> Leestekst:
────────────────────

Breed palet aan sociaal-culturele voorzieningen De drie gemeenten zetten in op sociaal-culturele voorzieningen die een lokaal en deels regionaal verzorgingsgebied hebben. Door handige combinaties van cultuur, educatie en beleving worden leerlingen van uit de regio aangetrokken en ontstaan uitdagende ontspanningsmogelijkheden voor de jeugd en een gunstig vestigingsklimaat voor creatieve mensen. Theater en evenementen zorgen voor een passend aanbod van cultuur en ontspanning voor jong en oud. Er valt wat te kiezen binnen de drie gemeenten.
9
3.3
Invloed trends en ontwikkelingen op het thema sociaal / maatschappelijk
Bij het thema sociaal / maatschappelijk is naar voren gekomen dat de trends Van Verzorgingsstaat naar participanten-samenleving (trend 1), Schaalvergroting en maatwerk (trend 2), Veranderende bevolking,(trend 4) en Netwerk-samenleving (trend 6) een sterke invloed hebben.

────────────────────

> Gegeven vermeldingen:
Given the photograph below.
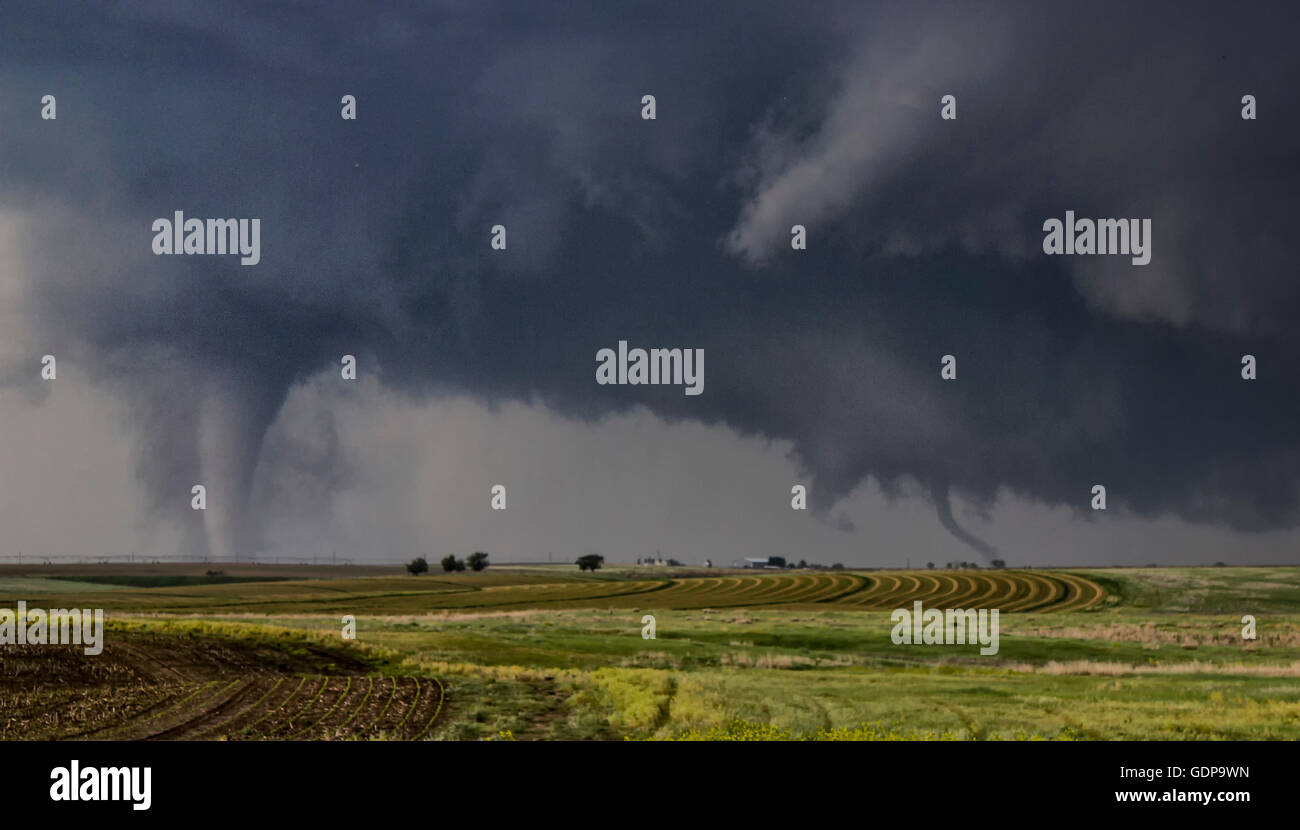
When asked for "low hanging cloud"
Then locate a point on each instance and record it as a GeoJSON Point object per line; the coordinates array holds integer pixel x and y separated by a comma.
{"type": "Point", "coordinates": [924, 237]}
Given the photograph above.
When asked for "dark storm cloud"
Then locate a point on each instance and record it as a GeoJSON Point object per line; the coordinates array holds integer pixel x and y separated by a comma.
{"type": "Point", "coordinates": [924, 236]}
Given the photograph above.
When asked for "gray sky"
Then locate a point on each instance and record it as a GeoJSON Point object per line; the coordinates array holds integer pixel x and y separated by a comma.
{"type": "Point", "coordinates": [477, 366]}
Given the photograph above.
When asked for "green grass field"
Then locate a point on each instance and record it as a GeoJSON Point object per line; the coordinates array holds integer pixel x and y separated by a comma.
{"type": "Point", "coordinates": [551, 653]}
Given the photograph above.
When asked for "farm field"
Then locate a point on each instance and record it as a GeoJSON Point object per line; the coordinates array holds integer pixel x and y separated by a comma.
{"type": "Point", "coordinates": [523, 588]}
{"type": "Point", "coordinates": [551, 653]}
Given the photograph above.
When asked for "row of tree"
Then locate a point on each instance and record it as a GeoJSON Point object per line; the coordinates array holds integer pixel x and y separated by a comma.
{"type": "Point", "coordinates": [476, 561]}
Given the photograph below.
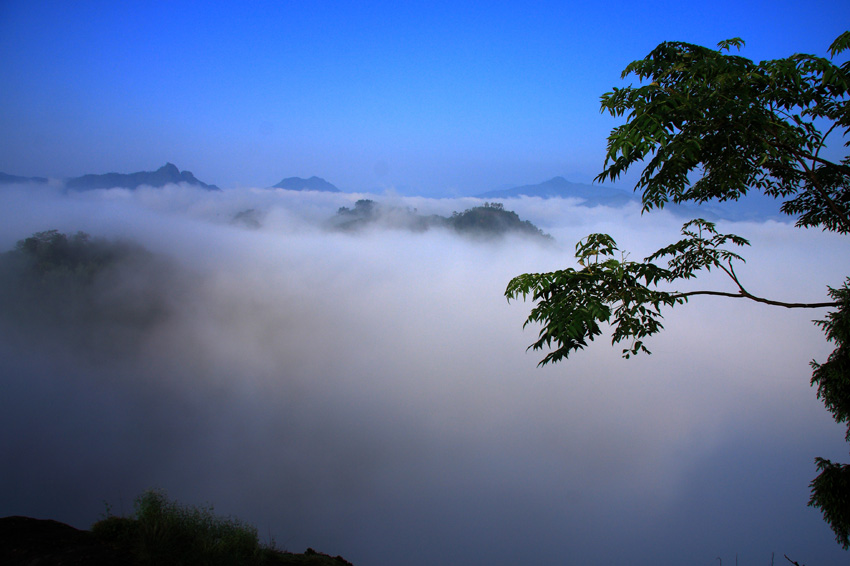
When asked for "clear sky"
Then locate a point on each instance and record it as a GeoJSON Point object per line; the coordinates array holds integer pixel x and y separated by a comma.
{"type": "Point", "coordinates": [435, 98]}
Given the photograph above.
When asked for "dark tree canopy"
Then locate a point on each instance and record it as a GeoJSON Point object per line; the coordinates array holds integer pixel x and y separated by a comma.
{"type": "Point", "coordinates": [707, 125]}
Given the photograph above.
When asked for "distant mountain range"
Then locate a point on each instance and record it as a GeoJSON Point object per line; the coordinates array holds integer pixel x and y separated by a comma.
{"type": "Point", "coordinates": [755, 206]}
{"type": "Point", "coordinates": [168, 174]}
{"type": "Point", "coordinates": [311, 184]}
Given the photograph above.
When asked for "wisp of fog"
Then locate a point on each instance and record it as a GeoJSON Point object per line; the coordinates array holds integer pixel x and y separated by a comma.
{"type": "Point", "coordinates": [369, 394]}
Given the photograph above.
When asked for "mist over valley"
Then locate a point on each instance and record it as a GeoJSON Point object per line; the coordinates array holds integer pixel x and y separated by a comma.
{"type": "Point", "coordinates": [365, 390]}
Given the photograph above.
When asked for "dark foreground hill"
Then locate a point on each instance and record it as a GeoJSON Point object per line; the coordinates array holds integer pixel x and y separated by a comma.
{"type": "Point", "coordinates": [168, 174]}
{"type": "Point", "coordinates": [25, 541]}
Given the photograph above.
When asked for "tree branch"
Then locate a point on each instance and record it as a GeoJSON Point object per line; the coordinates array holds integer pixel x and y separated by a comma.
{"type": "Point", "coordinates": [745, 295]}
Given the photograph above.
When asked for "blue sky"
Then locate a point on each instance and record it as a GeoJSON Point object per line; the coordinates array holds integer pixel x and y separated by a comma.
{"type": "Point", "coordinates": [433, 98]}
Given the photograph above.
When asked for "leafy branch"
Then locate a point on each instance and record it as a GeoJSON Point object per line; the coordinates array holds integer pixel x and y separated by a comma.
{"type": "Point", "coordinates": [573, 304]}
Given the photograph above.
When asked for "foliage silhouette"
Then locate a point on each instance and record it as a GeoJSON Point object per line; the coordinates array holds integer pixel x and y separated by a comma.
{"type": "Point", "coordinates": [735, 126]}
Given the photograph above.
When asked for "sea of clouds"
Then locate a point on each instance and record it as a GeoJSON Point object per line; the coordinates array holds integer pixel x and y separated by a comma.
{"type": "Point", "coordinates": [371, 395]}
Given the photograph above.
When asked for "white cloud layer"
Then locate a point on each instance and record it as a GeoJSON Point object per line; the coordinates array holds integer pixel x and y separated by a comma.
{"type": "Point", "coordinates": [370, 395]}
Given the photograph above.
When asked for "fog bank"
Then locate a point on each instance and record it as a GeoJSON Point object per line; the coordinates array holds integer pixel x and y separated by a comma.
{"type": "Point", "coordinates": [370, 395]}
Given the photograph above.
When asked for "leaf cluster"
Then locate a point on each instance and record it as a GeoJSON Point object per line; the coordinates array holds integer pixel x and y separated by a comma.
{"type": "Point", "coordinates": [734, 125]}
{"type": "Point", "coordinates": [831, 488]}
{"type": "Point", "coordinates": [572, 304]}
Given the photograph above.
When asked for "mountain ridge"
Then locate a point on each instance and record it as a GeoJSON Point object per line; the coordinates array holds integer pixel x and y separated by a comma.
{"type": "Point", "coordinates": [312, 184]}
{"type": "Point", "coordinates": [166, 175]}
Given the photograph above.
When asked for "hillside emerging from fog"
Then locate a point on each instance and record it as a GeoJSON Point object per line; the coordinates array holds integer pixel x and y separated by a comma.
{"type": "Point", "coordinates": [489, 220]}
{"type": "Point", "coordinates": [756, 207]}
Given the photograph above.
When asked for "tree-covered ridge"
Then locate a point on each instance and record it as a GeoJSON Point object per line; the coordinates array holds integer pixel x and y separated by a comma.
{"type": "Point", "coordinates": [91, 291]}
{"type": "Point", "coordinates": [705, 126]}
{"type": "Point", "coordinates": [488, 220]}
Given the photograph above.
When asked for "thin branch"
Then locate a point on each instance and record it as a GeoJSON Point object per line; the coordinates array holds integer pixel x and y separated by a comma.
{"type": "Point", "coordinates": [745, 295]}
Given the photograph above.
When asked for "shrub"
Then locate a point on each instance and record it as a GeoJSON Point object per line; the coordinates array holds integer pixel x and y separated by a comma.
{"type": "Point", "coordinates": [165, 532]}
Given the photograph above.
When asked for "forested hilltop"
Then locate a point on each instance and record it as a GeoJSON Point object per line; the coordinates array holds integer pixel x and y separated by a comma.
{"type": "Point", "coordinates": [488, 221]}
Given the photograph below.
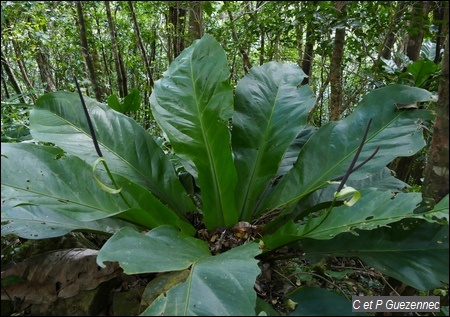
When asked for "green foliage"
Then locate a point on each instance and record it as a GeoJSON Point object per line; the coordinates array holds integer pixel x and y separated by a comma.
{"type": "Point", "coordinates": [249, 156]}
{"type": "Point", "coordinates": [131, 102]}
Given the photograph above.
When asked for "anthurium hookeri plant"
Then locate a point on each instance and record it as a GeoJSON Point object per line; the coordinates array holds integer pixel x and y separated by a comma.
{"type": "Point", "coordinates": [249, 168]}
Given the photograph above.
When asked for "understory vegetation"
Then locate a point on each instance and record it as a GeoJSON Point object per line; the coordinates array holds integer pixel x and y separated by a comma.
{"type": "Point", "coordinates": [222, 187]}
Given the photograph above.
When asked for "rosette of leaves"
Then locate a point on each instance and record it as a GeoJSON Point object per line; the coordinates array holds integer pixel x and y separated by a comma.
{"type": "Point", "coordinates": [252, 158]}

────────────────────

> Wat je doet:
1. Citeer uit de leestekst het gedeelte dat begint met "Breed palet aan" en doorloopt tot en met "sterke invloed hebben.".
2. Leg in één tot drie zinnen uit waardoor volgens de leestekst leerlingen uit de regio worden aangetrokken.
De vermeldingen komen uit een andere bron dan de leestekst.

> Antwoorden:
1.
Breed palet aan sociaal-culturele voorzieningen De drie gemeenten zetten in op sociaal-culturele voorzieningen die een lokaal en deels regionaal verzorgingsgebied hebben. Door handige combinaties van cultuur, educatie en beleving worden leerlingen van uit de regio aangetrokken en ontstaan uitdagende ontspanningsmogelijkheden voor de jeugd en een gunstig vestigingsklimaat voor creatieve mensen. Theater en evenementen zorgen voor een passend aanbod van cultuur en ontspanning voor jong en oud. Er valt wat te kiezen binnen de drie gemeenten.
9
3.3
Invloed trends en ontwikkelingen op het thema sociaal / maatschappelijk
Bij het thema sociaal / maatschappelijk is naar voren gekomen dat de trends Van Verzorgingsstaat naar participanten-samenleving (trend 1), Schaalvergroting en maatwerk (trend 2), Veranderende bevolking,(trend 4) en Netwerk-samenleving (trend 6) een sterke invloed hebben.

2. Leerlingen uit de regio worden aangetrokken door handige combinaties van cultuur, educatie en beleving. Daardoor ontstaan ook uitdagende ontspanningsmogelijkheden voor de jeugd en een gunstig vestigingsklimaat voor creatieve mensen.